-- Opening Marker --
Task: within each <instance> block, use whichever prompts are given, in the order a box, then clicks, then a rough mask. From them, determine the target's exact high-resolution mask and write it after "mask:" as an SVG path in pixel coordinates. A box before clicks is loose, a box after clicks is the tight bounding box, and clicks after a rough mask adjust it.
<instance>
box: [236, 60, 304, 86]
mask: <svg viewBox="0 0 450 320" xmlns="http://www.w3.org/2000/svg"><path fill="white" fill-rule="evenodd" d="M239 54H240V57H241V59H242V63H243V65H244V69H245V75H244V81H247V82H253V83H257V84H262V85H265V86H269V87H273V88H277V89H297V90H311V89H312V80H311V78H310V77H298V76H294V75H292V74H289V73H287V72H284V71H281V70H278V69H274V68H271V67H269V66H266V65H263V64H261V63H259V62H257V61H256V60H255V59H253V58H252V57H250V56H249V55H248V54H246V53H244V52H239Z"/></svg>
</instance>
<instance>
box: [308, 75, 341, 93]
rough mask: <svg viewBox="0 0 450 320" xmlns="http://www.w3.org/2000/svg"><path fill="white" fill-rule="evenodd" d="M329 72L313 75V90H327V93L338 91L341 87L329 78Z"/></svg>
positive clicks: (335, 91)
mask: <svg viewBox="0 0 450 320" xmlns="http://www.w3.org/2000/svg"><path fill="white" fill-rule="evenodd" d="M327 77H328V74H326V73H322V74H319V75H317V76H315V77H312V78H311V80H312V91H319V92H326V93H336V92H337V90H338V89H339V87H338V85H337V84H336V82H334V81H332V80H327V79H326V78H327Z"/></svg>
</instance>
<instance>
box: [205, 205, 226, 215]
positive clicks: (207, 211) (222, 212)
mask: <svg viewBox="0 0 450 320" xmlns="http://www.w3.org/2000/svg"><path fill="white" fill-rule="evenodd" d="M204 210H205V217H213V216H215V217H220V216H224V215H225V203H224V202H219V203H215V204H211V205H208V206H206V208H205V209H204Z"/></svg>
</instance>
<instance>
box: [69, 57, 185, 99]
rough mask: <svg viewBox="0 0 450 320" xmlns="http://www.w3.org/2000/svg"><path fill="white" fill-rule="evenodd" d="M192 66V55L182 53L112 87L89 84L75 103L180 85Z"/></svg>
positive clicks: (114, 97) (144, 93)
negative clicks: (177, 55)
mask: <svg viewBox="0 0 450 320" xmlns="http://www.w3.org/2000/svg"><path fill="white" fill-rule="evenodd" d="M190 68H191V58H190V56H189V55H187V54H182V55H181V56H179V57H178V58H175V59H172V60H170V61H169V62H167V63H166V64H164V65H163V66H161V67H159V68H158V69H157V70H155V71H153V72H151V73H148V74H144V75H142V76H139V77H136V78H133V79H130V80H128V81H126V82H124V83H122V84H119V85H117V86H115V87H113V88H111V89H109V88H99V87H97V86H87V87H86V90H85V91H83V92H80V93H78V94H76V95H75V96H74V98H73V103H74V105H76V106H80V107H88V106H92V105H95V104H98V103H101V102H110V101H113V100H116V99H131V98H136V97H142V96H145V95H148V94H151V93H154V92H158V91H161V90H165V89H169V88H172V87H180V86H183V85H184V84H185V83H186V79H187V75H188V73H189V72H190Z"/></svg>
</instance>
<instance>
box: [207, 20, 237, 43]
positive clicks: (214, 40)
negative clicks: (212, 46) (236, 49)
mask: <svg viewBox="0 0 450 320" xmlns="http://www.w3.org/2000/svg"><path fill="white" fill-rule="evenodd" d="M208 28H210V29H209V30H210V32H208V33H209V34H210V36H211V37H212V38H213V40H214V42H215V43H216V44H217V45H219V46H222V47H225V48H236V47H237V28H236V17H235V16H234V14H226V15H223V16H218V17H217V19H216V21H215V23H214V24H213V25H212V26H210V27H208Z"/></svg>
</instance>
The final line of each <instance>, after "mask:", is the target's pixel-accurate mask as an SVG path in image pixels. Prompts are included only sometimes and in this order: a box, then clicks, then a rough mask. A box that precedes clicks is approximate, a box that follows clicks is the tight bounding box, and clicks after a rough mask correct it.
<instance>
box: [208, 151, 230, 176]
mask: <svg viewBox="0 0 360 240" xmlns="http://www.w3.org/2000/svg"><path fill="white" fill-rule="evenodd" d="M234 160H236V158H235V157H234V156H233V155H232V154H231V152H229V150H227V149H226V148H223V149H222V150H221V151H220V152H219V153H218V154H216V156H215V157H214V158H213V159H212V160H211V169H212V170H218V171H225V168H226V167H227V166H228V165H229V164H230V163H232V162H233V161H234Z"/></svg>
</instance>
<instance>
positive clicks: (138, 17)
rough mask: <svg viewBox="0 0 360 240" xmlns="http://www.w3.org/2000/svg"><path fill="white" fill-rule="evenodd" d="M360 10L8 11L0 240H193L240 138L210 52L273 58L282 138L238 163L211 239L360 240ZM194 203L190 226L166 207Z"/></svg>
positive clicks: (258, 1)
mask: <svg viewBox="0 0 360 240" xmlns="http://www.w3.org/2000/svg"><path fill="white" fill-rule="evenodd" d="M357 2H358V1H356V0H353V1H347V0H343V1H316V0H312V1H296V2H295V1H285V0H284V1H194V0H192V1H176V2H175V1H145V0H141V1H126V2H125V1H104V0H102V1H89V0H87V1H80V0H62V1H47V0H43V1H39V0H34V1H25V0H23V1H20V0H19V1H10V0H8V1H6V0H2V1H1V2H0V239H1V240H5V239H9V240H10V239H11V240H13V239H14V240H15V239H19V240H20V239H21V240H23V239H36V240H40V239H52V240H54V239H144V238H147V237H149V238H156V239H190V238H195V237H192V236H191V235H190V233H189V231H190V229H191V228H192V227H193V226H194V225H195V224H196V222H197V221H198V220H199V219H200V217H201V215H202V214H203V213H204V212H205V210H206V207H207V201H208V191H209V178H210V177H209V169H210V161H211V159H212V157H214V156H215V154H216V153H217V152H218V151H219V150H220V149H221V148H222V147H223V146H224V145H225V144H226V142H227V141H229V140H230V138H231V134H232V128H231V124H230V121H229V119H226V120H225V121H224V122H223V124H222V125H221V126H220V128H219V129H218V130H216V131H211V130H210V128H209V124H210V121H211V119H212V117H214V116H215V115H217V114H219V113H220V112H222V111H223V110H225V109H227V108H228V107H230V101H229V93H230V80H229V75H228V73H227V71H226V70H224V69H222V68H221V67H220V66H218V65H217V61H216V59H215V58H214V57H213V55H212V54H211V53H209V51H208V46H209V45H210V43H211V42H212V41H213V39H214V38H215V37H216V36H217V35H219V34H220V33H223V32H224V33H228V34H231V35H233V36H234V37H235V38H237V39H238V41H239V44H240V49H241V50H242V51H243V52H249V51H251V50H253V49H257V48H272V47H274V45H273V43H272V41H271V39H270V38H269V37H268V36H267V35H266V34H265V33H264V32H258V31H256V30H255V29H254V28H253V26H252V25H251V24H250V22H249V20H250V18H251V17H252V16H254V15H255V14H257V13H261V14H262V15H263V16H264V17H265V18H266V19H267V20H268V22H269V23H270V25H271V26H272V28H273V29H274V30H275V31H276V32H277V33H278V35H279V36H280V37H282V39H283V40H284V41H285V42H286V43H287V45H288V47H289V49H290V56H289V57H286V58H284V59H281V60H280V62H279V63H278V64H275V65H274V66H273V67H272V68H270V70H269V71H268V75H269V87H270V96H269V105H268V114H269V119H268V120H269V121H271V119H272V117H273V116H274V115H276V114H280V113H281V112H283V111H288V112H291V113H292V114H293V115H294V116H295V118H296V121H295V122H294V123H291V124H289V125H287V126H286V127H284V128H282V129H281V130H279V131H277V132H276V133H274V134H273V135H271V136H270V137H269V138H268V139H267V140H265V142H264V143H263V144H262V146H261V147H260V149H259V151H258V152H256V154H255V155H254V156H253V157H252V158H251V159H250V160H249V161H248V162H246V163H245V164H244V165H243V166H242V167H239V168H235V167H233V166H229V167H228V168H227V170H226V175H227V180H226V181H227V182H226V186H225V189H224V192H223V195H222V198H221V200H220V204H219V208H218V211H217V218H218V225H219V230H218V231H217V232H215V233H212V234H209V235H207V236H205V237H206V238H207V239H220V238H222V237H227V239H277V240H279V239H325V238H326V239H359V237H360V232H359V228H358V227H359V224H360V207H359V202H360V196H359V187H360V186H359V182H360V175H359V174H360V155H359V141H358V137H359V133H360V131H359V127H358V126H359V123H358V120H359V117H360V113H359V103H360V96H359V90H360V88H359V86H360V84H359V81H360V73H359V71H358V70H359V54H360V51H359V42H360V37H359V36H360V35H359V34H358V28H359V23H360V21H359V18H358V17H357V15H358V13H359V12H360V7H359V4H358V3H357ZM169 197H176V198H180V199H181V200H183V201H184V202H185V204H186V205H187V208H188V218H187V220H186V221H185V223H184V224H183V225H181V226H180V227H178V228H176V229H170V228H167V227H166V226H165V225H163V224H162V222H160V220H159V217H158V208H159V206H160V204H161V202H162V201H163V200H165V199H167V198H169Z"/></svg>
-- Closing Marker --
DESCRIPTION OF THE TASK
Show every line of the records above that contains the word "positive".

THE COMPLETED TASK
positive clicks: (335, 91)
positive clicks: (207, 211) (222, 212)
positive clicks: (114, 97) (144, 93)
positive clicks: (214, 40)
positive clicks: (138, 17)
positive clicks: (258, 1)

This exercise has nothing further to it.